=== YOUR INSTRUCTIONS ===
Among the entries that follow, find every line with the word "white" and copy it.

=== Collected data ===
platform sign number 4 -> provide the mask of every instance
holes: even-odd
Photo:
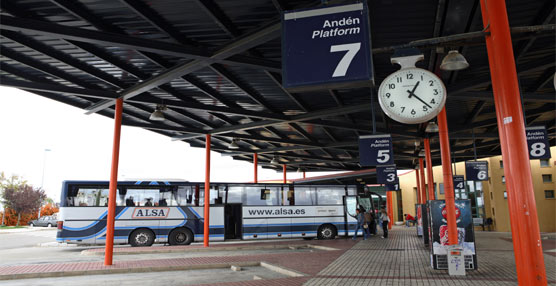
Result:
[[[550,149],[548,148],[548,136],[546,128],[535,126],[525,128],[527,135],[527,147],[529,148],[529,159],[550,159]]]

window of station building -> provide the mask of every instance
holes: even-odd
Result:
[[[549,159],[541,159],[540,163],[541,163],[541,168],[550,167],[550,160]]]
[[[314,187],[295,187],[293,191],[295,205],[313,206],[317,204],[317,192]],[[289,196],[289,195],[288,195]]]
[[[542,175],[542,182],[543,183],[552,183],[552,174],[543,174]]]
[[[506,176],[502,176],[502,184],[506,183]]]
[[[438,193],[443,195],[444,194],[444,184],[440,183],[438,184]]]
[[[544,198],[545,199],[553,199],[554,198],[554,190],[544,190]]]
[[[504,161],[500,160],[500,168],[504,168]]]
[[[108,189],[79,187],[70,192],[66,206],[104,207],[108,206]]]
[[[341,205],[342,198],[346,191],[343,187],[322,187],[318,188],[317,203],[319,205]]]
[[[506,190],[504,190],[504,199],[508,198],[508,192],[506,192]]]

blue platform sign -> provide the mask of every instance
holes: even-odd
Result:
[[[393,165],[394,151],[390,134],[359,137],[359,165]]]
[[[400,183],[395,184],[385,184],[386,191],[399,191],[400,190]]]
[[[399,183],[396,165],[377,166],[376,182],[379,184],[396,184]]]
[[[369,86],[372,58],[367,5],[286,11],[282,85],[288,89]],[[303,88],[302,88],[303,87]]]
[[[529,148],[529,159],[550,159],[550,143],[544,126],[525,128],[527,135],[527,147]]]
[[[488,162],[465,162],[465,176],[468,181],[488,181]]]
[[[463,176],[453,176],[454,190],[465,190],[465,179]]]

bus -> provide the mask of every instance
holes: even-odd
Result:
[[[57,241],[104,244],[107,181],[64,181]],[[353,235],[346,202],[378,211],[380,195],[357,185],[211,183],[209,239],[253,240]],[[150,246],[203,241],[204,183],[118,182],[114,243]],[[359,195],[358,195],[359,194]],[[374,199],[373,199],[374,198]],[[377,201],[378,199],[378,201]]]

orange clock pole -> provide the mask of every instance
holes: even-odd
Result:
[[[203,246],[209,246],[209,220],[210,220],[210,134],[207,134],[205,140],[206,167],[205,167],[205,217],[203,226]]]
[[[114,223],[116,217],[116,188],[118,187],[118,162],[120,158],[120,134],[122,130],[122,111],[124,100],[116,100],[114,111],[114,141],[112,143],[112,167],[108,187],[108,214],[106,216],[106,245],[104,247],[104,265],[112,265],[114,252]]]
[[[286,164],[282,165],[282,171],[284,173],[284,184],[286,184],[288,182],[286,179]]]
[[[419,158],[419,175],[421,175],[421,200],[422,204],[427,203],[427,189],[425,188],[425,164],[423,158]]]
[[[421,199],[421,179],[419,178],[419,168],[415,168],[415,177],[417,181],[417,203],[422,204]]]
[[[547,285],[525,124],[504,1],[481,0],[519,285]],[[511,146],[511,148],[510,148]],[[514,226],[516,228],[514,228]]]
[[[434,177],[432,173],[431,143],[429,138],[425,138],[425,159],[427,161],[427,186],[429,186],[429,200],[434,200]]]
[[[438,114],[438,137],[442,156],[442,174],[444,177],[444,197],[446,202],[446,220],[448,222],[448,244],[458,244],[458,227],[456,222],[456,202],[454,198],[454,179],[452,177],[452,160],[450,158],[450,138],[448,137],[448,120],[446,107]]]
[[[386,205],[388,208],[388,218],[390,221],[388,222],[388,229],[392,229],[392,222],[394,221],[394,206],[392,203],[392,192],[386,191]]]

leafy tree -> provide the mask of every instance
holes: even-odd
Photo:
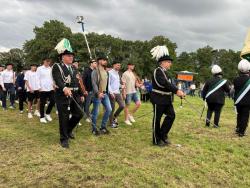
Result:
[[[24,52],[19,48],[13,48],[9,52],[0,53],[1,64],[13,63],[14,69],[20,71],[25,65]]]
[[[26,41],[23,46],[28,63],[40,63],[44,57],[57,61],[55,46],[62,38],[70,38],[72,35],[70,28],[57,20],[45,21],[42,27],[35,27],[33,31],[35,38]]]

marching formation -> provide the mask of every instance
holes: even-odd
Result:
[[[120,59],[114,59],[111,62],[112,68],[108,70],[107,56],[100,55],[91,59],[89,67],[81,74],[78,70],[79,60],[75,58],[67,39],[60,41],[55,49],[59,62],[53,65],[52,60],[45,57],[40,66],[31,64],[30,68],[23,68],[17,75],[13,64],[0,66],[0,99],[3,110],[7,110],[7,98],[10,102],[9,108],[12,109],[15,108],[15,100],[18,98],[21,114],[24,113],[24,103],[27,103],[27,117],[31,119],[38,116],[40,123],[46,124],[53,121],[51,112],[55,107],[59,119],[60,144],[63,148],[69,148],[69,140],[75,138],[73,130],[83,117],[91,124],[94,136],[109,134],[107,125],[117,128],[118,117],[123,110],[126,125],[136,122],[134,114],[141,105],[138,89],[143,88],[144,84],[135,73],[133,63],[129,63],[127,70],[120,74]],[[166,146],[170,144],[168,134],[175,120],[172,104],[174,94],[186,99],[185,93],[172,82],[168,74],[173,63],[168,48],[156,46],[151,54],[157,62],[157,68],[152,73],[150,91],[153,105],[153,144]],[[237,111],[235,132],[242,137],[246,135],[250,109],[250,63],[244,57],[238,64],[238,71],[239,76],[233,81]],[[213,76],[206,81],[202,92],[203,100],[208,106],[205,125],[209,127],[212,124],[218,128],[225,94],[230,92],[230,87],[218,65],[212,66],[211,73]],[[130,108],[131,102],[135,104],[134,109]],[[100,109],[103,109],[103,114],[98,122]],[[161,121],[164,114],[166,116]]]

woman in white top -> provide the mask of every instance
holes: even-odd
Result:
[[[37,65],[30,65],[30,70],[25,73],[24,80],[27,87],[27,97],[28,97],[28,118],[33,118],[31,113],[32,104],[34,100],[37,100],[36,110],[34,115],[40,117],[39,113],[39,90],[40,90],[40,81],[38,74],[36,72]]]

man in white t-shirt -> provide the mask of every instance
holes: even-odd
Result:
[[[121,69],[121,62],[119,60],[113,60],[113,68],[109,71],[109,100],[112,107],[112,112],[109,116],[110,125],[112,128],[117,128],[118,122],[117,117],[122,112],[125,107],[124,101],[122,99],[122,94],[120,89],[124,88],[124,84],[121,84],[119,71]],[[118,103],[119,108],[115,111],[115,103]]]
[[[27,87],[27,97],[28,97],[28,118],[33,118],[31,113],[32,104],[34,100],[37,100],[36,110],[34,115],[40,117],[39,113],[39,90],[40,90],[40,81],[38,74],[36,72],[37,65],[30,65],[30,70],[26,71],[24,75],[25,84]]]
[[[43,65],[37,68],[37,75],[40,81],[40,122],[47,123],[47,121],[52,121],[50,113],[53,106],[55,106],[54,98],[54,83],[52,78],[52,68],[50,67],[51,59],[44,58]],[[44,114],[45,104],[49,100],[47,110]]]
[[[15,102],[15,72],[13,71],[13,64],[7,63],[6,69],[2,72],[2,80],[3,80],[3,109],[7,109],[6,98],[7,94],[10,94],[10,108],[13,109]]]
[[[194,83],[192,83],[192,84],[190,85],[190,95],[191,95],[192,97],[195,96],[195,89],[196,89],[196,86],[195,86]]]
[[[137,95],[136,87],[141,87],[142,85],[137,81],[135,73],[133,72],[135,69],[135,65],[133,63],[128,64],[128,69],[122,75],[122,82],[125,83],[125,123],[127,125],[132,125],[135,122],[133,114],[139,109],[141,106],[141,101]],[[135,108],[129,112],[129,105],[131,101],[134,101]]]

=== EXERCISE ANSWER ===
woman in white top -> provide the mask of every instance
man in white t-shirt -> provide the mask of every instance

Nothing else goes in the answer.